Can you copy out, word for word, the part of the records below that opens with the line containing "Rules. Find each instance of the overcast" and closes with the line containing "point(661, 736)", including both of those lines and nothing else?

-- BEGIN --

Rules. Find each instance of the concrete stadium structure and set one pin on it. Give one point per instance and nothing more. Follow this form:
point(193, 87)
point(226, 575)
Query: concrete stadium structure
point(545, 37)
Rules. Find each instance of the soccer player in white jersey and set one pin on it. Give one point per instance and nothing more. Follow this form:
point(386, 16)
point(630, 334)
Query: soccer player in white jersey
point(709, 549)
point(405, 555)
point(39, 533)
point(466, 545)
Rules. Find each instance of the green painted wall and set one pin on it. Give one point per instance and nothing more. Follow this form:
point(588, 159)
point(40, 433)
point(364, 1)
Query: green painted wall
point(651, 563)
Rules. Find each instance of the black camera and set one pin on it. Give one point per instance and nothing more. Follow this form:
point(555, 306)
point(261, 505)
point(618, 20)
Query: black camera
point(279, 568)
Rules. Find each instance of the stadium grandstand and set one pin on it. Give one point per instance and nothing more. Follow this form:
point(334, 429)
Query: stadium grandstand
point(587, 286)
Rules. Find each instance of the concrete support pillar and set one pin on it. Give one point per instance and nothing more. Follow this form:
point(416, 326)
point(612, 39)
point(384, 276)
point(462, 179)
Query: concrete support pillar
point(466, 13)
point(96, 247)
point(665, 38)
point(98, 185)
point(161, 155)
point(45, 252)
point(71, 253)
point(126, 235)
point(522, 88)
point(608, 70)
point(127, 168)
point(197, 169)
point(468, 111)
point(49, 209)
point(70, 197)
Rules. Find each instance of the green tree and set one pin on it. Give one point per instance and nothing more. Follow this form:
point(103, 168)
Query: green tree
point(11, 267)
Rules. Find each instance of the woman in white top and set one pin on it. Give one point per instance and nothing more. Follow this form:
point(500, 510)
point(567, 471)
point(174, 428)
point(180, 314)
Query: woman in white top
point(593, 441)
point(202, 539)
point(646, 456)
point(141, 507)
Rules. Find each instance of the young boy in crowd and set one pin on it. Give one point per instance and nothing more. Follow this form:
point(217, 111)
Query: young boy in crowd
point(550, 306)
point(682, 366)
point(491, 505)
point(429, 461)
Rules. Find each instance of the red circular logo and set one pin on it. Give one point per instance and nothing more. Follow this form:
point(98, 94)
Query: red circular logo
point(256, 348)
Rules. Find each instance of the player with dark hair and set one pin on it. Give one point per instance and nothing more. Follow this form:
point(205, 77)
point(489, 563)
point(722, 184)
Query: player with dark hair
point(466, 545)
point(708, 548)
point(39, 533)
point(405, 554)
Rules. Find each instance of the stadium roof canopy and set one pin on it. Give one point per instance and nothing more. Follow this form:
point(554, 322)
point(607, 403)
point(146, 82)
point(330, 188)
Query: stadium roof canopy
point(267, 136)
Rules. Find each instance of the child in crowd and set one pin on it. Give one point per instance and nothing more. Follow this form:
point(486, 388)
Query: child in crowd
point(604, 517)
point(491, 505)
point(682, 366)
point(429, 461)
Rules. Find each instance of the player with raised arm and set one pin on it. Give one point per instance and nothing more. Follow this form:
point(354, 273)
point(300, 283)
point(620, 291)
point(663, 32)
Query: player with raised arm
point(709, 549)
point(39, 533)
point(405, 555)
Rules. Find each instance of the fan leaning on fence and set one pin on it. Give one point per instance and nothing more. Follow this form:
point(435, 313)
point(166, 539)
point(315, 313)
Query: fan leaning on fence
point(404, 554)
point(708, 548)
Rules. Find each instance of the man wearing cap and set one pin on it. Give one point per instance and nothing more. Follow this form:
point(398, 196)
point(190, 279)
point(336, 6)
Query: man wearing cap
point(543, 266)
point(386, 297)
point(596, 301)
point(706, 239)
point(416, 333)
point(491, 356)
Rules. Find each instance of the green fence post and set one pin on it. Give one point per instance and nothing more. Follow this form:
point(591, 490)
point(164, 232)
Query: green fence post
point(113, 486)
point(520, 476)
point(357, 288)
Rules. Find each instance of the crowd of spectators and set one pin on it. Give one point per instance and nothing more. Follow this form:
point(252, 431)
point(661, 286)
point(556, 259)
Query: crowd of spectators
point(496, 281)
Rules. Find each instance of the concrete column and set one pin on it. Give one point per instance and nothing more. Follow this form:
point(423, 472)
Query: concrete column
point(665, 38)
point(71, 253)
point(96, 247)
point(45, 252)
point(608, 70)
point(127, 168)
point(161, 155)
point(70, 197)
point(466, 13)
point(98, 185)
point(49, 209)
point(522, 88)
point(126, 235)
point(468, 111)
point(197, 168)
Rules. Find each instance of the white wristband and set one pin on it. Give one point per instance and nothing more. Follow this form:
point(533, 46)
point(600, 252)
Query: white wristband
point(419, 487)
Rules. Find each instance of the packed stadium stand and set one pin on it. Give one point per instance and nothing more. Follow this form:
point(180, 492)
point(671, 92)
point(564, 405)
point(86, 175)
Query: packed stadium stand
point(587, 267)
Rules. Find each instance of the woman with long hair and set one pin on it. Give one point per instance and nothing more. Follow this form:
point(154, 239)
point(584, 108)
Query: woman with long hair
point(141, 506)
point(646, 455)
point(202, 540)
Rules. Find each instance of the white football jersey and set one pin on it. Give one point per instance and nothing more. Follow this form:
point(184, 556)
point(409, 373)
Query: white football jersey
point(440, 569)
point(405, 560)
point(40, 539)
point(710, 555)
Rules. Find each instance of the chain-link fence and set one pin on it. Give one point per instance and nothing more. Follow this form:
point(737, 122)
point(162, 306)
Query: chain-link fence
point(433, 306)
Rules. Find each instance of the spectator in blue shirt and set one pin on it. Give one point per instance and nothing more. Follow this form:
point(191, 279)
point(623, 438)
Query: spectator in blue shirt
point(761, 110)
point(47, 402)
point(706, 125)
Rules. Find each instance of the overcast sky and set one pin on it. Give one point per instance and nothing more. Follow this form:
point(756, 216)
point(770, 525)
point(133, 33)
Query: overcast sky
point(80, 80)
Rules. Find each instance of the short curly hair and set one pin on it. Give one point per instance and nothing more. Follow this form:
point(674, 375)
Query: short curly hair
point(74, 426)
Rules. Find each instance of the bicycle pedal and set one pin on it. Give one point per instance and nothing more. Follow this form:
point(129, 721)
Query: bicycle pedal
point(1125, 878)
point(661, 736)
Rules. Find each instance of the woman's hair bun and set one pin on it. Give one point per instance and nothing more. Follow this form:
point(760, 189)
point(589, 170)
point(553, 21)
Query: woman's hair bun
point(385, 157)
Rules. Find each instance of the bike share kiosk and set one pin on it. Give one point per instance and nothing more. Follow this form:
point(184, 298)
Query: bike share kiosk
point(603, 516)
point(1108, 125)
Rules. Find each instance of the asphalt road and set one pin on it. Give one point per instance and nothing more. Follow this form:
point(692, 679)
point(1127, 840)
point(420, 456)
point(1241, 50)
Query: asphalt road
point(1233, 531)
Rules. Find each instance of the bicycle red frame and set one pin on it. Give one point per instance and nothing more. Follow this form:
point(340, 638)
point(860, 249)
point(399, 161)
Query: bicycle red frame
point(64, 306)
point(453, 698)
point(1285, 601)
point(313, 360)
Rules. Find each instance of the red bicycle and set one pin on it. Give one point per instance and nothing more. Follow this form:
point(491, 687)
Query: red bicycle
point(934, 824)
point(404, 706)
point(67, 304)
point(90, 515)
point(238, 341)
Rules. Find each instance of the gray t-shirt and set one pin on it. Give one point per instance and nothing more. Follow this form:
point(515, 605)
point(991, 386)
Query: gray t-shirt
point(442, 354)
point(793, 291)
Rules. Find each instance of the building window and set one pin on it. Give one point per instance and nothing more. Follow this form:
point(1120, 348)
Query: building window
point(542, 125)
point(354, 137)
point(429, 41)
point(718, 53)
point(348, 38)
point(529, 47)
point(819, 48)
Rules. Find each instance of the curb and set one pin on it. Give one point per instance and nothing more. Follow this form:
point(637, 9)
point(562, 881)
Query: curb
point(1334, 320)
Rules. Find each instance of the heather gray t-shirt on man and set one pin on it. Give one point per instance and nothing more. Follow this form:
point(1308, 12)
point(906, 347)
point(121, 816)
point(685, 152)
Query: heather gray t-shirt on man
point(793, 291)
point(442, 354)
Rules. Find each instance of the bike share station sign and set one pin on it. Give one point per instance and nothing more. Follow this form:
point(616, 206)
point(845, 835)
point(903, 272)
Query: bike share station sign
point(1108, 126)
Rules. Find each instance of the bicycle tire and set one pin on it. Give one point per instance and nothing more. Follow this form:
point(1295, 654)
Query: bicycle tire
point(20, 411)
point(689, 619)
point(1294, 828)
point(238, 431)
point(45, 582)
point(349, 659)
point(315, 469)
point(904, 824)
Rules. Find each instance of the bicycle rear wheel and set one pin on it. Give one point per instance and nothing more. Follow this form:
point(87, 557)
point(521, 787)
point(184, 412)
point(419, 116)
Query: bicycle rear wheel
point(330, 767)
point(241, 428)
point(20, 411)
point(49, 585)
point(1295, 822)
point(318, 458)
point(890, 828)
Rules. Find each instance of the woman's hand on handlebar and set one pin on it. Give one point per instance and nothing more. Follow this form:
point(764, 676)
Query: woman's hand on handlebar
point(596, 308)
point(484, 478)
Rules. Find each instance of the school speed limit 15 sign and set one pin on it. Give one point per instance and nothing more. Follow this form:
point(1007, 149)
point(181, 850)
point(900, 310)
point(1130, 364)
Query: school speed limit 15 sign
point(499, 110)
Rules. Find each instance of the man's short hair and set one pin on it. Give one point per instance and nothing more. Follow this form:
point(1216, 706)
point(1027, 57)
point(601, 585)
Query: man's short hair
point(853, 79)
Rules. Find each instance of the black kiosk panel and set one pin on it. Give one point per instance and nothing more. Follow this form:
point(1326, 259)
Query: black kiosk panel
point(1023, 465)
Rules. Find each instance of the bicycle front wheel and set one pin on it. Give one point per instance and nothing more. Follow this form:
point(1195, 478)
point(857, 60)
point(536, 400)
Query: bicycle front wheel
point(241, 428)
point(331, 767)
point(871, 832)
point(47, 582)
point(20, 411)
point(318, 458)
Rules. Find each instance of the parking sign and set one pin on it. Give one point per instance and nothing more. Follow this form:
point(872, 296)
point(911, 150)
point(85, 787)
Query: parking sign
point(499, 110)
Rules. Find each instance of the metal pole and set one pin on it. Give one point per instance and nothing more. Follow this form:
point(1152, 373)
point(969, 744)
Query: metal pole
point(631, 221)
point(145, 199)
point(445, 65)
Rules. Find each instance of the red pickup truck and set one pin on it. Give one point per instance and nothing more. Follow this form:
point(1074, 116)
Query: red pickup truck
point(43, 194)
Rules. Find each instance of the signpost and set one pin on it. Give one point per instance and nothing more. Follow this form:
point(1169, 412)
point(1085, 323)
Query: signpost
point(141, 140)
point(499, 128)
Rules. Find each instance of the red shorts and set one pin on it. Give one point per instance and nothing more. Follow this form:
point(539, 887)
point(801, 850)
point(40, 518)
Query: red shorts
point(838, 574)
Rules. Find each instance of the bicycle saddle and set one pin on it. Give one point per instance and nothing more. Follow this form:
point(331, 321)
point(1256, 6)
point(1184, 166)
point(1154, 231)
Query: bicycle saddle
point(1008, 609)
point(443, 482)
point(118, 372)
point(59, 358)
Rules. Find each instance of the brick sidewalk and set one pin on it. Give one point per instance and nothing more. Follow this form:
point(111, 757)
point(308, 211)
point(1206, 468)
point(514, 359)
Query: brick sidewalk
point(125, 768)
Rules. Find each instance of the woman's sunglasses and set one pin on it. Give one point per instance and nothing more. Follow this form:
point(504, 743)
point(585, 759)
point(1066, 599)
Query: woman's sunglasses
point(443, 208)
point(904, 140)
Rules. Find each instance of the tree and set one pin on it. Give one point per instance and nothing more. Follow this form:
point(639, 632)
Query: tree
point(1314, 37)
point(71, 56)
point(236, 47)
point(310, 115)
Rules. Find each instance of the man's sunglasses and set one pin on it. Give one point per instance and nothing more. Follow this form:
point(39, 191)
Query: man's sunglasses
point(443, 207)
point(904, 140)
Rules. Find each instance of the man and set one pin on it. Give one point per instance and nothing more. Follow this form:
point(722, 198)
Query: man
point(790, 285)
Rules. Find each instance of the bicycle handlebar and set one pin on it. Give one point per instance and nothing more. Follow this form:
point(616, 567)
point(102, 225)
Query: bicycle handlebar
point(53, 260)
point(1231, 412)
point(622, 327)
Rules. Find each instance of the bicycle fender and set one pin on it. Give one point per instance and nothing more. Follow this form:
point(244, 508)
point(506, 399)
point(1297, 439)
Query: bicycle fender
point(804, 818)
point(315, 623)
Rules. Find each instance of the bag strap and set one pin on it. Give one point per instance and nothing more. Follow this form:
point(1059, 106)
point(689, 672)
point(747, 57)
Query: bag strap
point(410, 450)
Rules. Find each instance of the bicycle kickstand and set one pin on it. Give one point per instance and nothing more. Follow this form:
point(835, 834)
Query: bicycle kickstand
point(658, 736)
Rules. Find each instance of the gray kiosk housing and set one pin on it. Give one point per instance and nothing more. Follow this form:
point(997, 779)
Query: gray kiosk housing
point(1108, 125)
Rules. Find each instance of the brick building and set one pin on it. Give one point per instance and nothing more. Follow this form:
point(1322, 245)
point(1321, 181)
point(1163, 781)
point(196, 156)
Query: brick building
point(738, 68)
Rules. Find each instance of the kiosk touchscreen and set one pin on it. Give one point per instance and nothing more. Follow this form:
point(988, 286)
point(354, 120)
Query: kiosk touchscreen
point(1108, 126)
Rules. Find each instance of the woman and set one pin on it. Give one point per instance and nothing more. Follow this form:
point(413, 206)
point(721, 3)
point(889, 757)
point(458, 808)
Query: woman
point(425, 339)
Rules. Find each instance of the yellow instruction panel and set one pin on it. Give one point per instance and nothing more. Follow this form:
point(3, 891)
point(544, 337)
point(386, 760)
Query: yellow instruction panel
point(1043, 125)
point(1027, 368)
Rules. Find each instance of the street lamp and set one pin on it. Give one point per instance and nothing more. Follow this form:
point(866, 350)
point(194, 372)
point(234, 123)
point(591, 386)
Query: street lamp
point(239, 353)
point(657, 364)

-- END --

-- Response to the exercise --
Rules. Find each instance of the overcast sky and set one pin on it. Give one point per instance and nothing more. Follow this form:
point(756, 216)
point(770, 525)
point(133, 33)
Query: overcast sky
point(80, 80)
Rules. Find each instance of the short curly hair and set one pin on it. Give one point per instance and nothing more. Follow this form:
point(674, 375)
Query: short curly hair
point(74, 426)
Rules. Find each instance of the bicycle pedal and set one pin on it. Give one point per instance and nothing more. Follow this form:
point(129, 721)
Query: bicycle pedal
point(1125, 878)
point(661, 736)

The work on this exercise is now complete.